### WHAT THIS TASK INVOLVES:
Pull out every line of the listing below that contains the word "plant".

### RECORD EXTRACTS:
** begin **

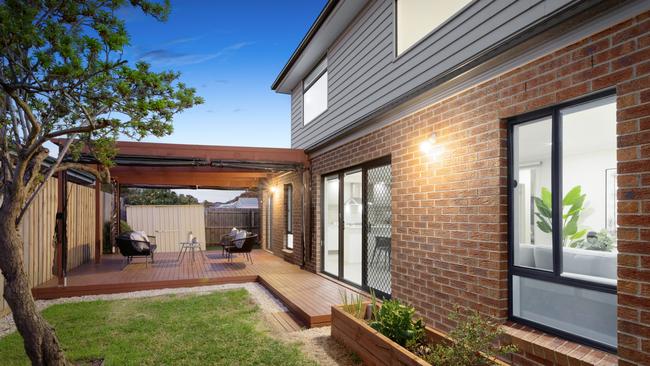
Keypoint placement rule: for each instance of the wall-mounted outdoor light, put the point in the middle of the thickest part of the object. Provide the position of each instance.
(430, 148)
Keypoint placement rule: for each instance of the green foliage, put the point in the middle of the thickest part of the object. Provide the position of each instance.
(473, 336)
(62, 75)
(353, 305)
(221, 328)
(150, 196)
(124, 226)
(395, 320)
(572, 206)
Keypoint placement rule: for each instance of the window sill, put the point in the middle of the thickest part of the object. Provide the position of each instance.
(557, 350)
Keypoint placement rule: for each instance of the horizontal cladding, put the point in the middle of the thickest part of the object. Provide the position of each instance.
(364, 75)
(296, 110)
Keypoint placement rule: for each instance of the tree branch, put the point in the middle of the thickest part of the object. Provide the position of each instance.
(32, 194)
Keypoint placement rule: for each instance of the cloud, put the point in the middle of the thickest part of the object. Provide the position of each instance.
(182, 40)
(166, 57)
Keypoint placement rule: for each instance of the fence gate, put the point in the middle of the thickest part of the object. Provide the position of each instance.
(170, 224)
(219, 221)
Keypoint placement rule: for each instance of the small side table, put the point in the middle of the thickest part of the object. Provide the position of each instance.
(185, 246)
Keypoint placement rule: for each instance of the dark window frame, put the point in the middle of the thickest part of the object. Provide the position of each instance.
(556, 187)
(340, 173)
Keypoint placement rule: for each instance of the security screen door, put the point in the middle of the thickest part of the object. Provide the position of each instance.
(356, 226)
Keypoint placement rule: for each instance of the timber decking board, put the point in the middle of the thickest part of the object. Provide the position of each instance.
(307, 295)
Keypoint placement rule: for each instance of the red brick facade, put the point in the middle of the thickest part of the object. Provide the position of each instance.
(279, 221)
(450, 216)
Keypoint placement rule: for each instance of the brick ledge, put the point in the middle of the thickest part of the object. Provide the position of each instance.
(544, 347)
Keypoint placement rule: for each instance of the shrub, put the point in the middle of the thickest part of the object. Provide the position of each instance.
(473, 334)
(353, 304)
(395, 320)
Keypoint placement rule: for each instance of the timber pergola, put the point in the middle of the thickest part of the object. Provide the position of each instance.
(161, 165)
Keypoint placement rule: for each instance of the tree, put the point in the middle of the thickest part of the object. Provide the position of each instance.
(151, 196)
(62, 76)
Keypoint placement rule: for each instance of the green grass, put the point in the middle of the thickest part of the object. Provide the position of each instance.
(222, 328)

** end **
** begin **

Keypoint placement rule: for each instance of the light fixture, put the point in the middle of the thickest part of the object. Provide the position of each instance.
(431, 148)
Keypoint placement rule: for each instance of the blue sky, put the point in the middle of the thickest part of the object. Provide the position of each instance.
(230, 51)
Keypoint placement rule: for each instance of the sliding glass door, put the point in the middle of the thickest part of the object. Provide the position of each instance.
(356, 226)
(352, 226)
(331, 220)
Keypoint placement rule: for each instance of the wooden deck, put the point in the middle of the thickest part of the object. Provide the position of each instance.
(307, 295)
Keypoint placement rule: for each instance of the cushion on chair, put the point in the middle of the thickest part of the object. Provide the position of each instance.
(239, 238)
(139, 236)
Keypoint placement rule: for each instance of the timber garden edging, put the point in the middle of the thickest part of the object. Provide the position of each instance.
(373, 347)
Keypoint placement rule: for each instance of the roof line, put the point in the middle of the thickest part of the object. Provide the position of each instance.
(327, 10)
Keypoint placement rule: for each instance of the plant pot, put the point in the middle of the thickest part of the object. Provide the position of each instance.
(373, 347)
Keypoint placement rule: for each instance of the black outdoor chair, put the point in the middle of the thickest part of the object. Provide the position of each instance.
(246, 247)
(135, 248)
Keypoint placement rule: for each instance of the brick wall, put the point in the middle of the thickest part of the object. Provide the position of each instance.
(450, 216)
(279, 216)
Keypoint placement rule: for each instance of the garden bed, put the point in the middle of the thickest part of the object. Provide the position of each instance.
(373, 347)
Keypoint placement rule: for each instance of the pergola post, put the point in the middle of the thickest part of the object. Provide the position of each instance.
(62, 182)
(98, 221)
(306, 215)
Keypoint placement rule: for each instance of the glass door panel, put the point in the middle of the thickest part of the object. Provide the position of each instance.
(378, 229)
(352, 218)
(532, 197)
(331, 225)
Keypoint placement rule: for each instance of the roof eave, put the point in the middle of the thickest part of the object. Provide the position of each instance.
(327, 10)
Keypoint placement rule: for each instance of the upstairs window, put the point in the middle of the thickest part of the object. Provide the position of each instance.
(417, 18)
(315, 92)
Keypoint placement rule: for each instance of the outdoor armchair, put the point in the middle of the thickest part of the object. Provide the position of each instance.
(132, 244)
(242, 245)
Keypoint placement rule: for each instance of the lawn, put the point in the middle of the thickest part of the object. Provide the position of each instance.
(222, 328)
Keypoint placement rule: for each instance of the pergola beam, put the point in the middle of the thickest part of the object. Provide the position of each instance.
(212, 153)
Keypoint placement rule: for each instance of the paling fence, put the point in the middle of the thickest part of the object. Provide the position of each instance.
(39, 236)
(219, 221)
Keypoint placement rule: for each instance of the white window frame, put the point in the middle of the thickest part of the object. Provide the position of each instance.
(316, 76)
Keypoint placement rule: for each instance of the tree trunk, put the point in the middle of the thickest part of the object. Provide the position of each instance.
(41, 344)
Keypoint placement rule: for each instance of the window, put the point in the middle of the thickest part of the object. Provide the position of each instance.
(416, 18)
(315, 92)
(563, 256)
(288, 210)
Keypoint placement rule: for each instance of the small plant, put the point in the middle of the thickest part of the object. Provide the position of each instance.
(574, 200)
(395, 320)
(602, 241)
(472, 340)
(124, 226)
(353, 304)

** end **

### RESPONSE:
Keypoint placement rule: for each instance of the plant pot, put the point in the middle of the thickest part of the object. Provide the position of each instance.
Keypoint placement rule: for each instance of the small plant, put the point in the middle of the thickest part of the object. Provide the position of each instance.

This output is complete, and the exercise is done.